◆ TRECHO DE ORIGEM ◆
Pessoas, asfixiadas pelo descaso, são privadas da ciência, enquanto a
cloroquina vira bula salvadora. Hospitais com leitos esgotados, “lives” a toda
instante no instagramno afã de deixar a vida normal e o inominável presidente ,
entre as saídas de ministros, tenta controlar a polícia federal enquanto o
vírus cada vez mais controla todos nós.
Fundamentalistas
fascistóides vestidos de verde e amarelo defendem o fechamento do regime e
saúdam o seu Duce dos Trópicos com um sorriso em forma de suástica, pouco
importando as vidas perdidas pelo vírus com a sanha pela fama de letal.
Aliás, empatia pelo próximo virou ideologia política
e não mais sentimento de compaixão. Cuidar e zelar pela sua vida e a de outrem
é um sinal de foice e martelo. Definitivamente não dá mais. Tolerar os
intolerantes é assinar o atestado de óbito de milhares de pessoas. O capitão
marcha com o pesado coturno em cima do futuro do Brasil. Estrangula as
liberdades e instituições democráticas ao troco de uma manada perdida que ainda
pensa como se estivesse nos tempos da Guerra Fria. Faz questão de exilar os seus
opositores dentro do próprio país enquanto assume um relacionamento cada vez
mais forte com o autoritarismo.

◆ ENUNCIADO DA TAREFA ◆
Traduza para o inglês esta frase do trecho sobre a política brasileira: "O capitão marcha com o pesado coturno em cima do futuro do Brasil." As entradas não têm nenhum papel nesta atividade.

◆ ENTRADAS APRESENTADAS ◆
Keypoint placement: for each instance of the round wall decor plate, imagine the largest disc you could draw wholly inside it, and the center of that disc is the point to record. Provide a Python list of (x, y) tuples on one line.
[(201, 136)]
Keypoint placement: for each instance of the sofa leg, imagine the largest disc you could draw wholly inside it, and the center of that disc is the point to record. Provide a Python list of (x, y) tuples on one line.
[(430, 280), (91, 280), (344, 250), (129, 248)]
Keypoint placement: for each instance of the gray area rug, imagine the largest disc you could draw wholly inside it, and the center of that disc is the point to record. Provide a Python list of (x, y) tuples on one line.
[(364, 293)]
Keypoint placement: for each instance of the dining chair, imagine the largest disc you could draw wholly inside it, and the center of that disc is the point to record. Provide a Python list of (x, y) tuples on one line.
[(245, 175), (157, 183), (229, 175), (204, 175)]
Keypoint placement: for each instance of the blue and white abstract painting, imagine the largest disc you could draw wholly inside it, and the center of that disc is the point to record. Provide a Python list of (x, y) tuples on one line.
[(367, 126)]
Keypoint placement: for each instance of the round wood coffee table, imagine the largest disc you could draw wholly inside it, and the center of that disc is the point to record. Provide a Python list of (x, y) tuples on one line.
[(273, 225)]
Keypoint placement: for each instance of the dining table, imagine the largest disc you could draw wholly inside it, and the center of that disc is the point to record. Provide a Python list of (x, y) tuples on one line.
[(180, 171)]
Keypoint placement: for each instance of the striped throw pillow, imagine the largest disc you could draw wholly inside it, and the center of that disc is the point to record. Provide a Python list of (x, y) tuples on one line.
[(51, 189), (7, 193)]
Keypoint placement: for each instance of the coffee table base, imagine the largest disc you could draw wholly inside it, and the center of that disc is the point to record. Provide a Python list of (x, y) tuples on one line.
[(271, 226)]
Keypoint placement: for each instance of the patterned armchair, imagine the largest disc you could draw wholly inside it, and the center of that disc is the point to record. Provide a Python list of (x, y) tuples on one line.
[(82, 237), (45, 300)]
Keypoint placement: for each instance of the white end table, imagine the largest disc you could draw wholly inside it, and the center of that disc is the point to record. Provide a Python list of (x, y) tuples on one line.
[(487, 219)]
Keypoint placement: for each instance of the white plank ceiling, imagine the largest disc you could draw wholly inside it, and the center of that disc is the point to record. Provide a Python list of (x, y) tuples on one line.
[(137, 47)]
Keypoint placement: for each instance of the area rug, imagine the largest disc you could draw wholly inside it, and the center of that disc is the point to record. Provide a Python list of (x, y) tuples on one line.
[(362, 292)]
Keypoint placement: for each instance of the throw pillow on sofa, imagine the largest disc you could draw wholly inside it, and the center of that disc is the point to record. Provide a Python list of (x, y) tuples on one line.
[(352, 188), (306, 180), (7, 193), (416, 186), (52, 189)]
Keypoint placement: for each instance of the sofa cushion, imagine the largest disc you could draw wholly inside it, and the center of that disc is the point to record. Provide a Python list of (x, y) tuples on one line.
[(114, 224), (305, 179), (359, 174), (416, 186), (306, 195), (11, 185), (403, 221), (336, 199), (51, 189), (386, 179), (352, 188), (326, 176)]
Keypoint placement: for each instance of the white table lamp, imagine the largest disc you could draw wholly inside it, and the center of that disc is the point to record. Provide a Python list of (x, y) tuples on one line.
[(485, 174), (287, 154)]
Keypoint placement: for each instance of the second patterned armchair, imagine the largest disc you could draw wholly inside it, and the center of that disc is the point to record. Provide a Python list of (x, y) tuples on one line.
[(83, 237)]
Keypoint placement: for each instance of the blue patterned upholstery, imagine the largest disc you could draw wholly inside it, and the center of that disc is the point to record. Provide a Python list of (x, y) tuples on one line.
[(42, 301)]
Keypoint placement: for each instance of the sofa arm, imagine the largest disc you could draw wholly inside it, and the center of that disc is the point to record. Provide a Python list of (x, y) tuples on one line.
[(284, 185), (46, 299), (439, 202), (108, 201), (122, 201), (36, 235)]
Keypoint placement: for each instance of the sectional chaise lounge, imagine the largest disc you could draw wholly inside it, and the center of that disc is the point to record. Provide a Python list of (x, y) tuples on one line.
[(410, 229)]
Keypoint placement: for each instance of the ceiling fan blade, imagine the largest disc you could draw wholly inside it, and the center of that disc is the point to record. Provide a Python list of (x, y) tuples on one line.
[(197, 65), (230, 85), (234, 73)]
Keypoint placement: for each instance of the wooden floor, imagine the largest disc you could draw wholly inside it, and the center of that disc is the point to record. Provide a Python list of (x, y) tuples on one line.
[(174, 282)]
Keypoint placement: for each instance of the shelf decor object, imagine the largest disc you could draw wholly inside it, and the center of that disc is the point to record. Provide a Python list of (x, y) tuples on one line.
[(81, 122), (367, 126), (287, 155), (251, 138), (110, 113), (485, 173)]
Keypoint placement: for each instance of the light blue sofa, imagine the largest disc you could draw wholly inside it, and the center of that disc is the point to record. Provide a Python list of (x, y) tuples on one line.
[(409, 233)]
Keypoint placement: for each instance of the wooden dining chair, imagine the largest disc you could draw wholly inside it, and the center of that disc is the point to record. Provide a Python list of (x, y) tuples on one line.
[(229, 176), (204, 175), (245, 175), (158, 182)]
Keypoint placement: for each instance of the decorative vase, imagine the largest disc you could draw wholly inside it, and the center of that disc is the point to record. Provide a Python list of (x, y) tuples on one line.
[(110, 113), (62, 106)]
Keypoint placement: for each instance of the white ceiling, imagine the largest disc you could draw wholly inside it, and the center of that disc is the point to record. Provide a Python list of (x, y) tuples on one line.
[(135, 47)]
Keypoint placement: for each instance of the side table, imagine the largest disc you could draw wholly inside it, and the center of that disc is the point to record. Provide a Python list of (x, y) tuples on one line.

◆ RESULTADO DO EXERCÍCIO ◆
The captain marches with his heavy combat boot over the future of Brazil.